▸ **To do**
Reproduce the items below from the line containing "out like [319,520]." down through the line containing "Query: refugio hut", keeping both of those lines and every character unchanged.

▸ **Data for processing**
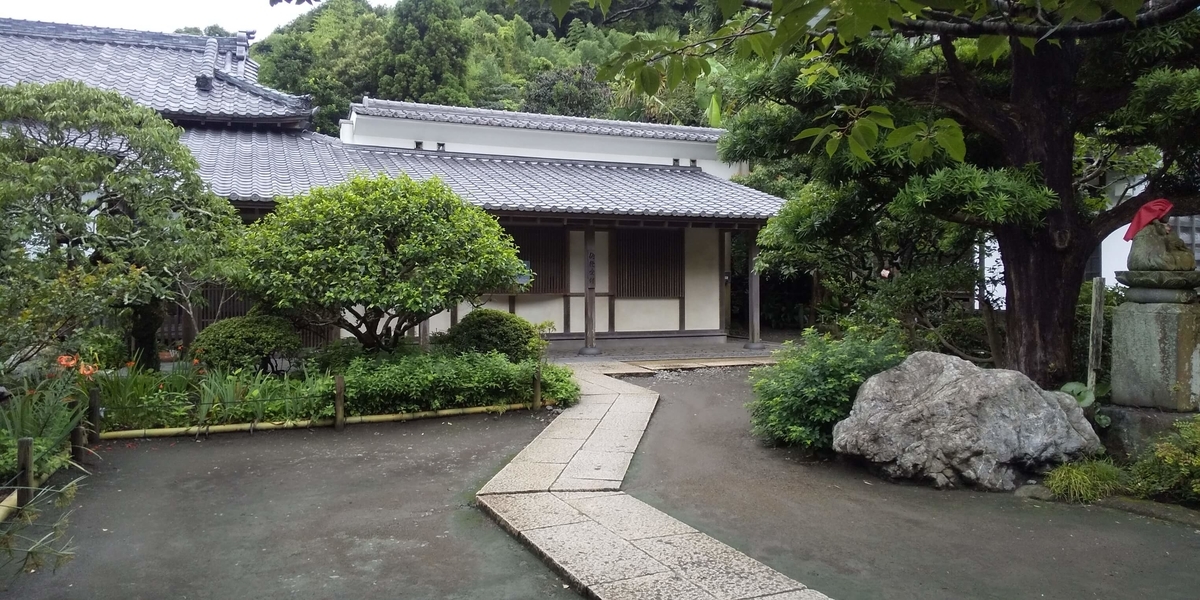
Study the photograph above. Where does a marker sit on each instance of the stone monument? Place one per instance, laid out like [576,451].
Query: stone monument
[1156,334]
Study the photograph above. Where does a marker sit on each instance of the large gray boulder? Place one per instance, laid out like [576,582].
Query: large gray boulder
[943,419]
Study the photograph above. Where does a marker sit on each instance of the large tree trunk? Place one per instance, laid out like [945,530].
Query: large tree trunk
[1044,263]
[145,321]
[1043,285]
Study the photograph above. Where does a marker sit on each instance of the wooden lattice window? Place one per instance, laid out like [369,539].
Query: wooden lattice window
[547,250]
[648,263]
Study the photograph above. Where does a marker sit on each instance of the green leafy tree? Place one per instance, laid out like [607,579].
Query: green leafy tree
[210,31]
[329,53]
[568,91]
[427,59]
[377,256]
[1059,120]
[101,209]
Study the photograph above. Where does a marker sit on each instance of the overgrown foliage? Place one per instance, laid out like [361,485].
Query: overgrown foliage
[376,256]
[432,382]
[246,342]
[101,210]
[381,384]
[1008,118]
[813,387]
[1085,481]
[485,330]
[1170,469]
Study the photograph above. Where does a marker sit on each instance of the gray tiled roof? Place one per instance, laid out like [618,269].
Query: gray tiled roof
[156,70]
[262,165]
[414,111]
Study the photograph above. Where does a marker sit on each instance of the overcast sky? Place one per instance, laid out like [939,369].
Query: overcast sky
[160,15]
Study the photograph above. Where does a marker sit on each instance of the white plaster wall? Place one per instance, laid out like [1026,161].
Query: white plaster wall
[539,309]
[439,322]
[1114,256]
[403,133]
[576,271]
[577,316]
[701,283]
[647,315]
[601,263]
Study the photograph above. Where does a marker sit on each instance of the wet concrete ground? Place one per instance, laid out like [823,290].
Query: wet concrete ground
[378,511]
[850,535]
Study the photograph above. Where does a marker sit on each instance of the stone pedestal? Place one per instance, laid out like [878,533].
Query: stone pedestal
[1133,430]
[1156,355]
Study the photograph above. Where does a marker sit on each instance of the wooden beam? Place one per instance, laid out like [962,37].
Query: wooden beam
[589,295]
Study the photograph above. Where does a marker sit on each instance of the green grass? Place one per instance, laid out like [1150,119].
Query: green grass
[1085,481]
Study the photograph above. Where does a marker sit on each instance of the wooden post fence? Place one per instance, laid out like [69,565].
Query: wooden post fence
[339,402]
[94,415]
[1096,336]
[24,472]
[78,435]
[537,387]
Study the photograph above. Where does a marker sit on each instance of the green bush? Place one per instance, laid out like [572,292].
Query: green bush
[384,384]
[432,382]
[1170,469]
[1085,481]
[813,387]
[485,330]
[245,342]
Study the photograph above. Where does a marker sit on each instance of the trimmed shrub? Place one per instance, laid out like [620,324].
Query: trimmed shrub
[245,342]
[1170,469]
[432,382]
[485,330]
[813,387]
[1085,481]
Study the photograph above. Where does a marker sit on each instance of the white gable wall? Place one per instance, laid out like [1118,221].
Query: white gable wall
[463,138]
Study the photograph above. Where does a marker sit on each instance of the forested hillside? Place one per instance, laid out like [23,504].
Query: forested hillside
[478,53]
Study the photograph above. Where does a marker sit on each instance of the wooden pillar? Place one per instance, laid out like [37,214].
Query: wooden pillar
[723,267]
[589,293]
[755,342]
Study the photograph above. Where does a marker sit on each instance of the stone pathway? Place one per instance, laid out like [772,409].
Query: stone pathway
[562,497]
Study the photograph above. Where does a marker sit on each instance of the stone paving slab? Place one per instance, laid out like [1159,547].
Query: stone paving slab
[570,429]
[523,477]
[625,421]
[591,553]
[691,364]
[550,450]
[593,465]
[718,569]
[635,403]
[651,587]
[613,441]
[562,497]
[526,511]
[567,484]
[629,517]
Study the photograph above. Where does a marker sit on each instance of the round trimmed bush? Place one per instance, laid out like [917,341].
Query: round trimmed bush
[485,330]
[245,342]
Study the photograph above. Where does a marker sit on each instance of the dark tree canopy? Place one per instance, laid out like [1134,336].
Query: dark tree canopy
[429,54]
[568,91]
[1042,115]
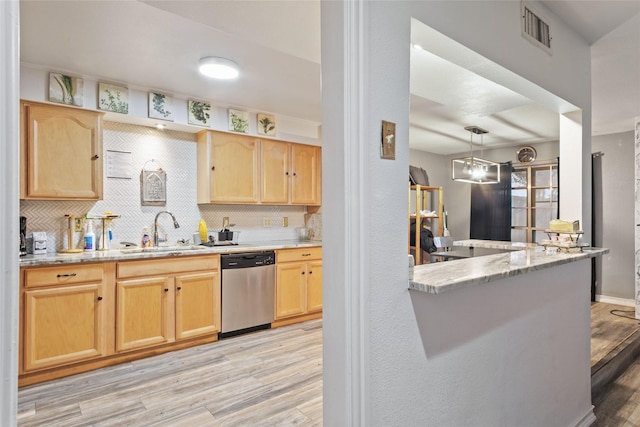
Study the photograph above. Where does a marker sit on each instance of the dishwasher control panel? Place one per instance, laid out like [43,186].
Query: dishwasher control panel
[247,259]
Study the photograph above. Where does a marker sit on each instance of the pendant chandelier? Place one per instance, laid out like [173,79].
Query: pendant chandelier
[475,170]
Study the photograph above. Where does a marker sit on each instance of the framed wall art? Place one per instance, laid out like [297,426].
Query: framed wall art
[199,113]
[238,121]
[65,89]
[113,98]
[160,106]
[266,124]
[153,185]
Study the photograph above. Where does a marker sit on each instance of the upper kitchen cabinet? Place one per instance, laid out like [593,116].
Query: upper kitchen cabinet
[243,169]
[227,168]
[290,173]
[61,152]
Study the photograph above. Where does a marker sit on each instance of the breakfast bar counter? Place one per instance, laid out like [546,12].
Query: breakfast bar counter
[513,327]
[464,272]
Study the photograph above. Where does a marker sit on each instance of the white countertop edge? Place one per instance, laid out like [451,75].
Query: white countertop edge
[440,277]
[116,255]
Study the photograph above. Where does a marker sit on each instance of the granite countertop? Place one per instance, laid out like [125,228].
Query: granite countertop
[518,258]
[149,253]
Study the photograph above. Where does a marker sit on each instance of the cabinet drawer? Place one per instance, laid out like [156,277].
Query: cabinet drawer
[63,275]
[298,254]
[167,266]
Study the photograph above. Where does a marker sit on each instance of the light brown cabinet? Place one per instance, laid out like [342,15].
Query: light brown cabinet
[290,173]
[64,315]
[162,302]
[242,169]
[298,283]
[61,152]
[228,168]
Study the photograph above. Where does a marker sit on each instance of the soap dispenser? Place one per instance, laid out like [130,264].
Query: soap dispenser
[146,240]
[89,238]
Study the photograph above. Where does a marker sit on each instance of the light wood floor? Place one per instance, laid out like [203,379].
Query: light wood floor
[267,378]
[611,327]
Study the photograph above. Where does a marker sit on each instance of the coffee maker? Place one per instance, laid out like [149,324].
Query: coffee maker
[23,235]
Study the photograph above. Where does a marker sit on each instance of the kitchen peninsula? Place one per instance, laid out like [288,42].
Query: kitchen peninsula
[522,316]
==
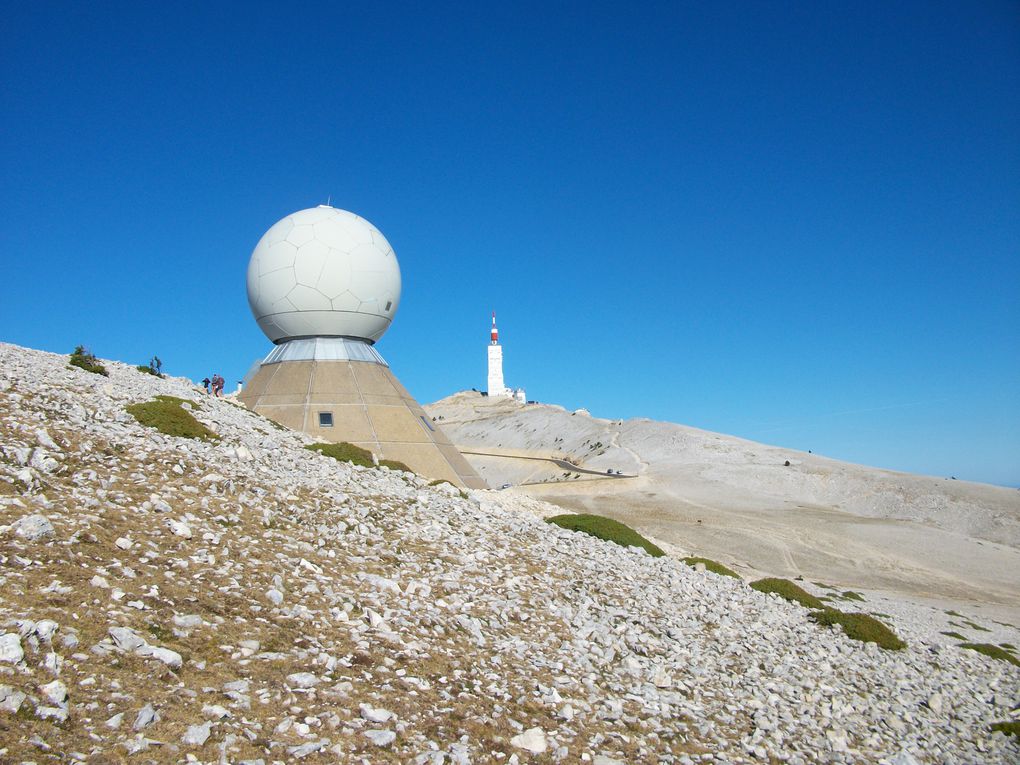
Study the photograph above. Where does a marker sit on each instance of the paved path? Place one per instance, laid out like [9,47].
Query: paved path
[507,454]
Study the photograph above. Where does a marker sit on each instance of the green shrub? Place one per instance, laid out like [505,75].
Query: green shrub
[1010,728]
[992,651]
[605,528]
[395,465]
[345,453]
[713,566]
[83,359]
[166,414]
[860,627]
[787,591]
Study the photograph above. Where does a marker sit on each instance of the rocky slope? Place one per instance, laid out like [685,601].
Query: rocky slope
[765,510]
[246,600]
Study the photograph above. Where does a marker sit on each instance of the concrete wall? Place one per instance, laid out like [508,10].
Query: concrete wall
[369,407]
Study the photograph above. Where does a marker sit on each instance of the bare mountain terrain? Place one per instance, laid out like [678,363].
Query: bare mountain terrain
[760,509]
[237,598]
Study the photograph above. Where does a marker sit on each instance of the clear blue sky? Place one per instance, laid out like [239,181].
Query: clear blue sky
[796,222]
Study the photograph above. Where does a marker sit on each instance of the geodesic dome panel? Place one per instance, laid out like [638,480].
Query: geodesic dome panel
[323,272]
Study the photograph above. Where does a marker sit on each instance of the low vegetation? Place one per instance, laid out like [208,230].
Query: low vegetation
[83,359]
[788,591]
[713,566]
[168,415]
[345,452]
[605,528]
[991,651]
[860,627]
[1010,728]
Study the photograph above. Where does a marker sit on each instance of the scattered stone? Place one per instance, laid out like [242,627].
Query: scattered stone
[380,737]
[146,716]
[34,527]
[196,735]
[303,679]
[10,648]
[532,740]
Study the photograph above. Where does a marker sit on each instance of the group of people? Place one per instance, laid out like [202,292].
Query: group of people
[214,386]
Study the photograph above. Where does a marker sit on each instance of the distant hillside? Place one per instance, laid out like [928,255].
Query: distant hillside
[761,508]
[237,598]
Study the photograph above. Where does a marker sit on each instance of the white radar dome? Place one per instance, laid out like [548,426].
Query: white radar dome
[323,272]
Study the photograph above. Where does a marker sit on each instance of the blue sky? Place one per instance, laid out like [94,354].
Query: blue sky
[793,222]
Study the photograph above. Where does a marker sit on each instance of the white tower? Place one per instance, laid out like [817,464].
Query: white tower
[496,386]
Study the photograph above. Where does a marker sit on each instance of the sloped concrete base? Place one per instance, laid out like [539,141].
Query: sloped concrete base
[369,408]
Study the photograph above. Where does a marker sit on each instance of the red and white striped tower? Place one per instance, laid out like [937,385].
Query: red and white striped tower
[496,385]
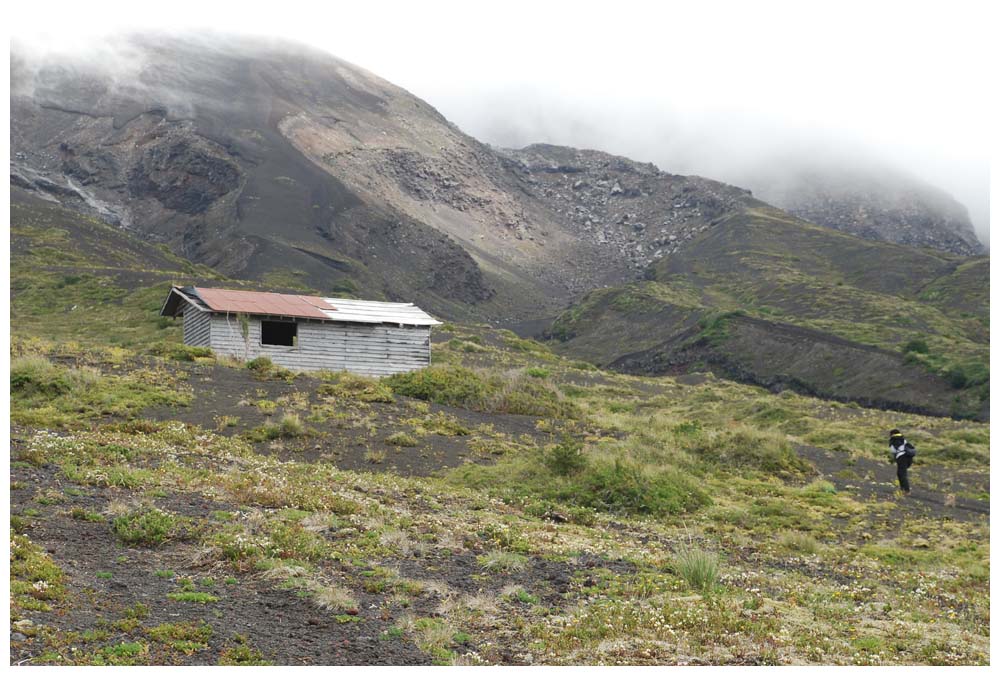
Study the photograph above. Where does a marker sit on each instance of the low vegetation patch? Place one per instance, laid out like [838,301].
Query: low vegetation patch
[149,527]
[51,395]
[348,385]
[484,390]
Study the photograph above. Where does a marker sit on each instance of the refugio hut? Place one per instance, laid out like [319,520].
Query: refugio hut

▸ **Solution to this exercise**
Study the photograph above. Where does a marker sit on each instance of the refugio hut? Place one per instance, laid out like [319,520].
Query: refugio hut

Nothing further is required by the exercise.